TEXT BLOCK start

The County argues that because Minnesota law authorizes the use of the requested information consistent with the Data Practices Act, the entry of a protective order limiting such use constitutes an unwarranted “super-protection,” in excess of the protection afforded to assessor's data under the Data Practices Act.[44] The County's argument is misplaced. First, the basis for this protective order with respect to information sought in discovery is this court's authority under Rule 26.03(a)(7) to issue an order concerning the use of proprietary and confidential commercial information, not whether such information constitutes nonpublic assessor's data (or any other type of not public data). Champlin's and Plymouth's proposed protective orders merely described the extent of the afforded protection as coextensive with the Data Practices Act as it applies to nonpublic assessor's data, see Minn. Stat. §§ 13.02, subd. 9 & 13.51, subd. 2; whether such information constitutes nonpublic assessor's data as a matter of law, however, is not a question presently before the court.[45] See Southdale, 2018 WL 2106479, at *5 (granting motion for discovery protective order on grounds the information at issue was confidential commercial information, “rather than because it might qualify as ‘assessor's data’ ”); Seneca Foods Corp. v. Comm'r of Revenue, No. 8683-R, 2015 WL 4875000, at *4 (Minn. T.C. July 21, 2015) (granting motion for discovery protective order where taxpayer demonstrated “valid business and security concerns justifying the confidentiality of the information”).
 
*7 Second, the County offers no authority for the proposition that this court cannot limit the County's use of information obtained through discovery, including appraisals, leases, and other like information, pursuant to an appropriate discovery protective order. The County contends “Minnesota law provides authorization for the County to use the requested data in its assessment of real property and in appraisals of properties before the Tax Court.”[46] Although Minnesota law may authorize the use of nonpublic assessor's data by the County, Minnesota law does not prohibit the court from entering an otherwise warranted discovery protective order under Rule 26.03 with respect to information sought through the discovery process, including information that might constitute nonpublic assessor's data within the meaning of section 13.51, subdivision 2.[47] In fact, the Data Practices Act explicitly contemplates that governmental units may be subject to discovery protective orders. See Minn. Stat. § 13.393; Star Tribune, 659 N.W.2d at 299 (noting that government agencies are subject to court rules regarding discovery, including protective orders pursuant to Rule 26.03, and citing section 13.393); Seneca Foods, 2015 WL 4875000, at *4 & n.29 (observing this court has issued discovery protective orders in the past with respect to data covered by the Data Practices Act).

TEXT BLOCK end

SHORT EXERCISE 1>
List every court case cited by name in the passage on discovery protective orders, counting each case once.
SHORT EXERCISE 2>
Resume the passage on discovery protective orders, continuing the court's reasoning after its final sentence.
The data after this passage are separate material and bear no relation to it.

ENTRIES SUPPLIED start

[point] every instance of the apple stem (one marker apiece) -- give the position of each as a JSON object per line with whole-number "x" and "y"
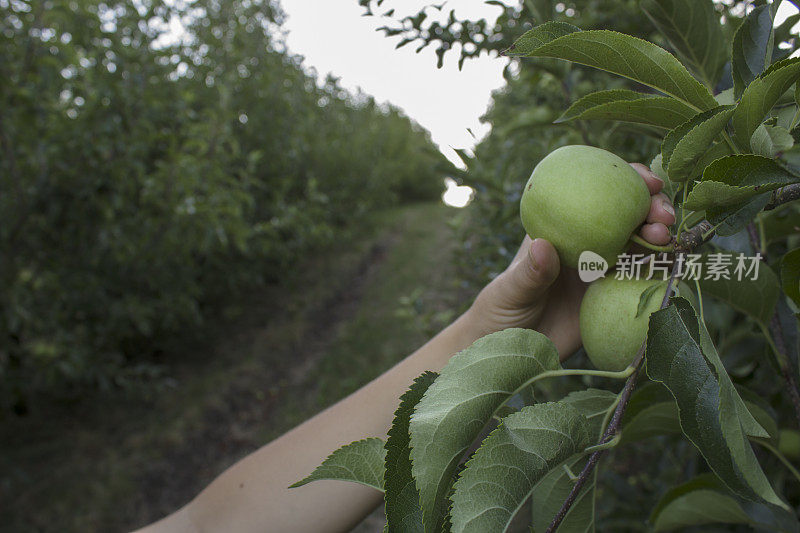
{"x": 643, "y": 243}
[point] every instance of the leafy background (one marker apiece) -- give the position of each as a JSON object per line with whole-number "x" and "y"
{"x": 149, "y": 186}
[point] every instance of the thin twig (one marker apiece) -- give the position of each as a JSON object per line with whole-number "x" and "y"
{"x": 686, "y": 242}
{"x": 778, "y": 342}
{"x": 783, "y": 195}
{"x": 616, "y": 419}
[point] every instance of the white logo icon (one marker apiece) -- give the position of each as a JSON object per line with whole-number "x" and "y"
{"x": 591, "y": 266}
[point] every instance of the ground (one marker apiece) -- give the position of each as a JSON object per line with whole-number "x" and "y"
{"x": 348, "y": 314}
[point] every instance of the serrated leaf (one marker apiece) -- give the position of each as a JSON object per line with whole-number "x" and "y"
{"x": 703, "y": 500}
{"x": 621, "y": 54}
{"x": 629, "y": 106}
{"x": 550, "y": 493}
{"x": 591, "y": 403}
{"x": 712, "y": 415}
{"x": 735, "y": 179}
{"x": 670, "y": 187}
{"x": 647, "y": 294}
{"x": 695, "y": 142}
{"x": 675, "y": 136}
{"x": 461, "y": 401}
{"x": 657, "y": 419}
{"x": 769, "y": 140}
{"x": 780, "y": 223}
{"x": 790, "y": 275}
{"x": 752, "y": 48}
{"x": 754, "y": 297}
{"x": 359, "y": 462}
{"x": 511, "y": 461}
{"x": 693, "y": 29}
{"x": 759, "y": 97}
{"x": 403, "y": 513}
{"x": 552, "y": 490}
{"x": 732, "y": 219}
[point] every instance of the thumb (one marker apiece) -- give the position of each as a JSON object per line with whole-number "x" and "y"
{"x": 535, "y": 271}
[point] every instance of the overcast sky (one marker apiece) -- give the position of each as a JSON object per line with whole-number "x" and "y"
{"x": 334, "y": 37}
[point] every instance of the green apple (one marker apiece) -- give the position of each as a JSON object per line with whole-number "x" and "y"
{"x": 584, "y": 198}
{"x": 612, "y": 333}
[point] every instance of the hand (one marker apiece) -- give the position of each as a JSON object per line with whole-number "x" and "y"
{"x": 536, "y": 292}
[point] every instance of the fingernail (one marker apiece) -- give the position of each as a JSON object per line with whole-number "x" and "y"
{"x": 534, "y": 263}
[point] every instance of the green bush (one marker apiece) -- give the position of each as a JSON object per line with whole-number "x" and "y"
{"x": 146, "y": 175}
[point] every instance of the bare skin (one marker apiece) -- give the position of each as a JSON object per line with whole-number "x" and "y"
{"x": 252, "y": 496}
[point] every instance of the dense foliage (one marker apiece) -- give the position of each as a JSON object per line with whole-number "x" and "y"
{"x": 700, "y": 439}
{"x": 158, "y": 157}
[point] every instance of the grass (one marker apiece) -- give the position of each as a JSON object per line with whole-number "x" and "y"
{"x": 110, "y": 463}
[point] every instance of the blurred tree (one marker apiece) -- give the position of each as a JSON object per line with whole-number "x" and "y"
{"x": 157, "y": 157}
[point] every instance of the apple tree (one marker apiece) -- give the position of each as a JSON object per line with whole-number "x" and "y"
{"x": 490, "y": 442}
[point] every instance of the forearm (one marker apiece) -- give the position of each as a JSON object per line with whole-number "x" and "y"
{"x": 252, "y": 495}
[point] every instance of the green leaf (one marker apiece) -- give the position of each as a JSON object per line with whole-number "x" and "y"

ENTRIES SUPPLIED end

OUTPUT 1>
- Southdale, 2018 WL 2106479
- Seneca Foods Corp. v. Comm'r of Revenue, No. 8683-R, 2015 WL 4875000 (Minn. T.C. July 21, 2015)
- Star Tribune, 659 N.W.2d

OUTPUT 2>
 
Having met their burden to demonstrate good cause for a protective order, Champlin and Plymouth each may designate the requested information as protected for purposes of discovery as proprietary or confidential commercial information, and limit its use to their respective actions, as set forth in the protective orders that will issue separately.[48]
 
C. Motion for Expenses Including Attorney Fees
Champlin and Plymouth seek expenses including attorney fees incurred in filing these motions pursuant to Rules 26.03(c) and 37.01(d).[49] The motion for expenses is denied.
 
Rule 26.03(c) provides that “Rule 37.01(d) applies to the award of expenses incurred in connection with the motion” for a protective order. Rule 37.01(d)(2) and (3) authorize the award of expenses incurred in connection with the entry of a protective order when a motion to compel discovery under Rule 37.01(b)(1) or (2) is denied or is granted in part and denied in part. Read together, Rules 26.03(c) and 37.01(d) are unclear whether an award of expenses, including reasonable attorney fees, is authorized when a party seeks a protective order without a motion specifying an accompanying discovery dispute as enumerated in Rule 37.01(b). See Berry & Co. v. Cty. of Hennepin, No. 27-CV-13-7304, 2017 WL 385783, at *2-3 (Minn. T.C. Jan. 24, 2017) (declining to award fees pursuant to Rule 37.01(d) in the context of opposing a motion to quash a subpoena and for a protective order; examining two unpublished court of appeals decisions setting forth contrary reasoning).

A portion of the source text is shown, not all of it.